LIBREVILLE, Gabon – Du 14 au 16 mai, neuf pays africains ont pris part à un atelier régional consacré à l’accélération de la mise en œuvre de la Zone de libre-échange continentale africaine (ZLECAf), une initiative de l’Union africaine visant à accroître un commerce intra-africain encore largement sous-exploité.
Organisée à Libreville par la Fondation pour le renforcement des capacités en Afrique (ACBF), en collaboration avec le Centre pour l’intégration régionale en Afrique (CRIA) et Phanerosis, et avec l’appui technique du Secrétariat de la Zone de libre-échange continentale africaine, cette deuxième rencontre régionale visait à favoriser la collaboration entre les marchés francophones et anglophones du continent, en renforçant la capacité des petites et moyennes entreprises (PME) à tirer parti de ce nouvel espace économique commun.
Un marché continental à fort potentiel
À ce jour, 49 pays ont ratifié l’accord, et 24 d’entre eux ont entamé des échanges commerciaux dans des conditions allégées prévues par l’accord. Le commerce intra-africain reste cependant largement en deçà de son potentiel, représentant moins de 20 % des échanges du continent. Une situation paradoxale pour une zone qui rassemble 1,4 milliard de consommateurs et un PIB combiné de 3 400 milliards de dollars.
Depuis la mise en place de la Zone de libre-échange continentale africaine (ZLECAf), de nombreux pays attendent des résultats concrets. Plusieurs États, à l’image du Gabon, s’impatientent face à la lenteur des progrès sur le terrain.
Pour des économies fragiles ou en transition, l’accord est perçu comme une opportunité stratégique pour diversifier leur base économique, créer des emplois pour les jeunes, et booster les exportations non pétrolières.
« Les PME, qui constituent la majeure partie du tissu économique sont confrontées aussi bien aux obstacles ci-dessus mentionnés qu’aux facteurs liés aux capacités même de ces entités. En effet, le niveau limité de formation, la faible adoption des technologies, les difficultés d’accès à l’information et aux marchés et, la culture entrepreneuriale encore embryonnaire les empêchent de tirer profit des opportunités de la ZLECAf », a rappelé Madame Zenaba Gninga Chaning, Ministre de l’Entrepreneuriat, du Commerce et des PME/PMI du Gabon, à l’ouverture de l’atelier.

Elle a également souligné que « la transformation structurelle de notre continent passera par une intégration économique effective et inclusive. Cela nécessite non seulement des réformes institutionnelles et réglementaires, mais aussi et surtout, un changement de culture — une culture de la coopération, de l’ouverture, de la transparence, et de la mutualisation de nos forces. »
Une opportunité pour les économies de la sous-région
Pour le Gabon, hôte de l’événement, l’enjeu est double : tirer profit de cette zone de libre-échange continentale pour réduire sa dépendance aux produits importés de l’Occident, tout en positionnant ses PME sur des chaînes de valeur régionales compétitives.
La présence de délégations du Bénin, Botswana, Comores, Gabon, Rwanda, Sénégal, Sierra Leone, Zambie, Zimbabwe a favorisé des échanges sur les mécanismes de facilitation des échanges, notamment à travers des sessions pratiques sur les protocoles commerciaux, des exercices de négociation simulée, et des visites de terrain.

# # #

== Consigne 1 ==
Dans l'article sur la ZLECAf, recopiez tout ce qui va de « Pour des économies » jusqu'à « l’ouverture de l’atelier. », en changeant « emplois » en « débouchés ».
== Consigne 2 ==
Comment traduire en anglais cette phrase de l'article sur la ZLECAf : « Pour des économies fragiles ou en transition, l'accord est perçu comme une opportunité stratégique pour diversifier leur base économique, créer des emplois pour les jeunes, et booster les exportations non pétrolières. » ?

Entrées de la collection
# # #

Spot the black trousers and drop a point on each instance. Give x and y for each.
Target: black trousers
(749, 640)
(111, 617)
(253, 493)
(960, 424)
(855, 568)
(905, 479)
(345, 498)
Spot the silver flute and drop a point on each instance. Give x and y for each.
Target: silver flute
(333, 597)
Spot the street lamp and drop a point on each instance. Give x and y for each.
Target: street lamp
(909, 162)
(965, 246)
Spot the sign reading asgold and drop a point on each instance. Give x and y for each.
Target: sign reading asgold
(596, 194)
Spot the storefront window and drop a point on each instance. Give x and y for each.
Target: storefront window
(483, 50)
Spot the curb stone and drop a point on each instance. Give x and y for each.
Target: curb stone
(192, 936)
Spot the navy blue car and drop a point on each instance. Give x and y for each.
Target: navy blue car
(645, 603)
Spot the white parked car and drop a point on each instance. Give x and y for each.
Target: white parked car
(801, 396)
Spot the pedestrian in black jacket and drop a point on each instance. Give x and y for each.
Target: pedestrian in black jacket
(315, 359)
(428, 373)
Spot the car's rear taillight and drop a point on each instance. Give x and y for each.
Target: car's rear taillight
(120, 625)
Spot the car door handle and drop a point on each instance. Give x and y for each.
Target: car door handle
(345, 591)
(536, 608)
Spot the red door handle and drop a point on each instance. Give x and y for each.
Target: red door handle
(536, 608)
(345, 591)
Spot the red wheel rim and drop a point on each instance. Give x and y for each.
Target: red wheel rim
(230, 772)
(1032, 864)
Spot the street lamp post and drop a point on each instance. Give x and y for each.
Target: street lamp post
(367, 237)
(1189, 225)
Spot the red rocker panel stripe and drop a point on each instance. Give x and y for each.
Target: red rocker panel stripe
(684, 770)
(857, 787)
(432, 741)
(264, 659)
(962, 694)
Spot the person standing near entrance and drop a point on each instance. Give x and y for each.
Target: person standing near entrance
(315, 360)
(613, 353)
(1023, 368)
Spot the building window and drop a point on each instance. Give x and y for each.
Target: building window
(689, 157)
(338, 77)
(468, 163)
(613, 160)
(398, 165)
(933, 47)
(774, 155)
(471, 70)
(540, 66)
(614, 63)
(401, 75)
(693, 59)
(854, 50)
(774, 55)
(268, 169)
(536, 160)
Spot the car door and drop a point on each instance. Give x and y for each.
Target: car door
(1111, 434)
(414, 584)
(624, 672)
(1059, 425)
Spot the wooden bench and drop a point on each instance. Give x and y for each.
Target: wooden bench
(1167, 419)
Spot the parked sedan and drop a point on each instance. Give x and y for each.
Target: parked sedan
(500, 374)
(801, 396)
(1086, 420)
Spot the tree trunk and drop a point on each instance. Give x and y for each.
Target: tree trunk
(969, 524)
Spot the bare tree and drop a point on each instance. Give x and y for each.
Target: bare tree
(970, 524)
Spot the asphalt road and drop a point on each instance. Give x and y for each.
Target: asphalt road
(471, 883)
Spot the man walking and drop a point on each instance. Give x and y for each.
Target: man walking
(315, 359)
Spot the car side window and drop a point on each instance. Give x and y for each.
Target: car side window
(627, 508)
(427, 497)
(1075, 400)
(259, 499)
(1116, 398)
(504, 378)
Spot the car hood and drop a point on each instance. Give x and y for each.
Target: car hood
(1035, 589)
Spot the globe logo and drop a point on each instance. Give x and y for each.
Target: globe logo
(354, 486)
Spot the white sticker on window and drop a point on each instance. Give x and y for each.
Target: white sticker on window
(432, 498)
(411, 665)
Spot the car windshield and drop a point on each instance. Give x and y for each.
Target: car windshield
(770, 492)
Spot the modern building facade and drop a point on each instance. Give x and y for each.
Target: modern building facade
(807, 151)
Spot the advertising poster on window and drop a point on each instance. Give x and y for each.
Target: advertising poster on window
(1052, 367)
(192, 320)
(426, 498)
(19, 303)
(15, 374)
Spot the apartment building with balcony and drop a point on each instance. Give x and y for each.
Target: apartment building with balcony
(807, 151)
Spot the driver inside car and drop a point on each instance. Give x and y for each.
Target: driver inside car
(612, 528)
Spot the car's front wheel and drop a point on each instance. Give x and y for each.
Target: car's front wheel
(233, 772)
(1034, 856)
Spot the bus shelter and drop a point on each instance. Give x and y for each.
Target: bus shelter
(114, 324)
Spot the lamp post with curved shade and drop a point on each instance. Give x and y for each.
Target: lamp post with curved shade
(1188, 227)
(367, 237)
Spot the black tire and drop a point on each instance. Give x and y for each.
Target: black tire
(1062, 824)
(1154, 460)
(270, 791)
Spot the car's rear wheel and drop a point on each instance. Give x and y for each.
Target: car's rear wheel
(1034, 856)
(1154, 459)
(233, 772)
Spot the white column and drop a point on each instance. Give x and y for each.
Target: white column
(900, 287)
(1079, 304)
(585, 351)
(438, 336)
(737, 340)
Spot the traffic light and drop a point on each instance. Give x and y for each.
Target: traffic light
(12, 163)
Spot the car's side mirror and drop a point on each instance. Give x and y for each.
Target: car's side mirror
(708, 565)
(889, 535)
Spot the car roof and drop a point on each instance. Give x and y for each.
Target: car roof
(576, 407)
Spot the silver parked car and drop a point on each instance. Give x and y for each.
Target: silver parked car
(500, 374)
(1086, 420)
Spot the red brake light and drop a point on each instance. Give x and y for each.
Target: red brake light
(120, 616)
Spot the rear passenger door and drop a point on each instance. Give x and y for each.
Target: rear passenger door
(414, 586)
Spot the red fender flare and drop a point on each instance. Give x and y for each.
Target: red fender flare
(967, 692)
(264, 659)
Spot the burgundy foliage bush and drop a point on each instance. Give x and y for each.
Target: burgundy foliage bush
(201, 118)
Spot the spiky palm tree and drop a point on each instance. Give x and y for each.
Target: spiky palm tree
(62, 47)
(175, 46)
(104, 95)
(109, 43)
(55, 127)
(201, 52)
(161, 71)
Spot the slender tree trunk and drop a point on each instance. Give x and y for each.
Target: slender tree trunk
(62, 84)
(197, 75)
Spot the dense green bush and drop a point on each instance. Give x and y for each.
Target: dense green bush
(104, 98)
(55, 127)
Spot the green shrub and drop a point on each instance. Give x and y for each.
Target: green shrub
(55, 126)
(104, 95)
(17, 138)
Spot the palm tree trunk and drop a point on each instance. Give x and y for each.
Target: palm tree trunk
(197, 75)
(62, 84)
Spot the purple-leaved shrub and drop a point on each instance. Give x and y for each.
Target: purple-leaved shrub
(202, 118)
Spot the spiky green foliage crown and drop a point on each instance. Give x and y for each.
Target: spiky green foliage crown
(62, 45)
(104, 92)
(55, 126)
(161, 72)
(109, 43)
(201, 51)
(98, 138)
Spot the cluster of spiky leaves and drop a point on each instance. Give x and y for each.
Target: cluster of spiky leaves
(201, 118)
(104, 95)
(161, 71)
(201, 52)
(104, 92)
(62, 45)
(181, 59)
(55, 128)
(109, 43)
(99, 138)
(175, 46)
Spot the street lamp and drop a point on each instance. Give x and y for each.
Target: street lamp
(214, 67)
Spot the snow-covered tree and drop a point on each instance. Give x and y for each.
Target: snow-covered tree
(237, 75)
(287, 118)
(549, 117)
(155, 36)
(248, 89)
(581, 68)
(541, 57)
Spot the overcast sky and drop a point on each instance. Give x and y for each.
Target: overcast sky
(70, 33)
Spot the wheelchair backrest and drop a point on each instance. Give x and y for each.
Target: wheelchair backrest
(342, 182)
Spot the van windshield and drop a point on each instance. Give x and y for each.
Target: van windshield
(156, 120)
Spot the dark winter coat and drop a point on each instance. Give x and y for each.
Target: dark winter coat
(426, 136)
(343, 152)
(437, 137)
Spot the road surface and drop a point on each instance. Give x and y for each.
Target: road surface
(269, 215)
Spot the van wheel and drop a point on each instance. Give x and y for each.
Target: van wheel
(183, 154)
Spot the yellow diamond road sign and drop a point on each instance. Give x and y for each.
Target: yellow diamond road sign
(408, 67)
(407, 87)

# # #

== Bonne réponse 1 ==
Pour des économies fragiles ou en transition, l’accord est perçu comme une opportunité stratégique pour diversifier leur base économique, créer des débouchés pour les jeunes, et booster les exportations non pétrolières.
« Les PME, qui constituent la majeure partie du tissu économique sont confrontées aussi bien aux obstacles ci-dessus mentionnés qu’aux facteurs liés aux capacités même de ces entités. En effet, le niveau limité de formation, la faible adoption des technologies, les difficultés d’accès à l’information et aux marchés et, la culture entrepreneuriale encore embryonnaire les empêchent de tirer profit des opportunités de la ZLECAf », a rappelé Madame Zenaba Gninga Chaning, Ministre de l’Entrepreneuriat, du Commerce et des PME/PMI du Gabon, à l’ouverture de l’atelier.

== Bonne réponse 2 ==
For fragile or transitioning economies, the agreement is seen as a strategic opportunity to diversify their economic base, create jobs for young people, and boost non-oil exports.